--- Start of EXCERPTED TEXT ---

Comment 36 Konrad Rzeszutek Wilk 2012-05-09 12:07:41 UTC

The one thing that might be causing this is this patch: "fix_xen_guest_on_old_EC2.patch" that has been added to deal with Amazon's EC2:
http://docs.amazonwebservices.com/AWSEC2/latest/UserGuide/UserProvidedkernels.html#PVGRUB_compatible_kernels
"
 "Kernels that disable the pv-ops XSAVE hypercall are known to work
   on all instance types, whereas those that enable this hypercall
   will fail to launch in some cases. Similarly, non-pv-ops kernels
   that do not adhere to the Xen 3.0.2 interface might fail to launch
   in some cases."

In other words - using XSAVE capability on Amazon EC2 is not good. But the newer hypervisor do expose it and user-space tries to use it. But with that patch in, part of enabling xsave is turned off while user-space tries to use it. That is the theory - which would be a bit of Catch-22 - take out the patch - works with the newer hypervisor - but does not under Amazon EC2. Leave patch in - works with older hypervisors - but does not with newer hypervisor (And SandyBridge hardware). 

<sigh>

Comment 37 Konrad Rzeszutek Wilk 2012-05-09 15:28:34 UTC

Scratch comment #36. This is all user-space related - where the CPUID flags are naked. And the CPUID.OSXSAVE should be set to zero unless on the hypervisor line xsave=1 is set. Running a little test-program showed me that 
AVX and XSAVE are set, but OSXSAVE was cleared.

So something is fishy with userspace executing a wrong instructions. It could be this: http://marc.info/?l=xen-devel&m=133612371602480 as well.

Comment 38 Konrad Rzeszutek Wilk 2012-05-09 16:39:11 UTC

Ah, this patch might be the solution: https://launchpadlibrarian.net/104512210/fma4-depends-avx.diff

Comment 39 Adam Williamson 2012-05-10 15:53:02 UTC

Jeff, what's your timeline on getting hardware? This is a proposed blocker, and I'd say it's about 50/50 to be accepted. We're already way behind on RC1. We really need to be spinning it tomorrow. Will you have access to hardware by then, as things stand? If there's not, is there any way to expedite, or get help from someone who does have access? Thanks!

--- End of EXCERPTED TEXT ---

• [EXERCISE TASKS]:
• A. Quote the bug thread between "Comment 39 Adam" and "have access? Thanks!", inclusive.
• B. According to the bug thread, what did running a little test program show about the AVX, XSAVE, and OSXSAVE flags?

--- Start of DATA EXTRACT ---

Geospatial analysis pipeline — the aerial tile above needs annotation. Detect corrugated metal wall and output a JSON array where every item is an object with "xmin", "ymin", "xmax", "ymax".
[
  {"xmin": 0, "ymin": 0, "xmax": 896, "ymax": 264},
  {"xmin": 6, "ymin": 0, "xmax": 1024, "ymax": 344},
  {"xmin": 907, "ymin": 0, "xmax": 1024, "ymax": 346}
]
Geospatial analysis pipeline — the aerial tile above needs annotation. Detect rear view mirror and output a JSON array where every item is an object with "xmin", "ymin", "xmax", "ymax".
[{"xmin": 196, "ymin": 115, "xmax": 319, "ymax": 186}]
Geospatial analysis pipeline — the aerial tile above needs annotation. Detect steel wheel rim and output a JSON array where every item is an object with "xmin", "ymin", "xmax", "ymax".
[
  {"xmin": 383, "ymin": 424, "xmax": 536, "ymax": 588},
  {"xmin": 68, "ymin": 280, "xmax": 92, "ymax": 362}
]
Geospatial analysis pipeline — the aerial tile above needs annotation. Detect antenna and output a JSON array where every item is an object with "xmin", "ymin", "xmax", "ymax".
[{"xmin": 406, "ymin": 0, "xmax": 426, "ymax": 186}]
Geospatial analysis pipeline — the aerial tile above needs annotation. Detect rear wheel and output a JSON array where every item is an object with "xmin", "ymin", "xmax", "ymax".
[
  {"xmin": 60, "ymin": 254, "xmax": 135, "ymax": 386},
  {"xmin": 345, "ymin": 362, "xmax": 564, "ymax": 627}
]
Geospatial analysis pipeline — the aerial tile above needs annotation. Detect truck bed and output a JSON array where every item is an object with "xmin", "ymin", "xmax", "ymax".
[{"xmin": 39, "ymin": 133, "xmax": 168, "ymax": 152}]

--- End of DATA EXTRACT ---

• [ANSWERS GIVEN]:
• A.
Comment 39 Adam Williamson 2012-05-10 15:53:02 UTC

Jeff, what's your timeline on getting hardware? This is a proposed blocker, and I'd say it's about 50/50 to be accepted. We're already way behind on RC1. We really need to be spinning it tomorrow. Will you have access to hardware by then, as things stand? If there's not, is there any way to expedite, or get help from someone who does have access? Thanks!

• B. AVX and XSAVE were set, but OSXSAVE was cleared.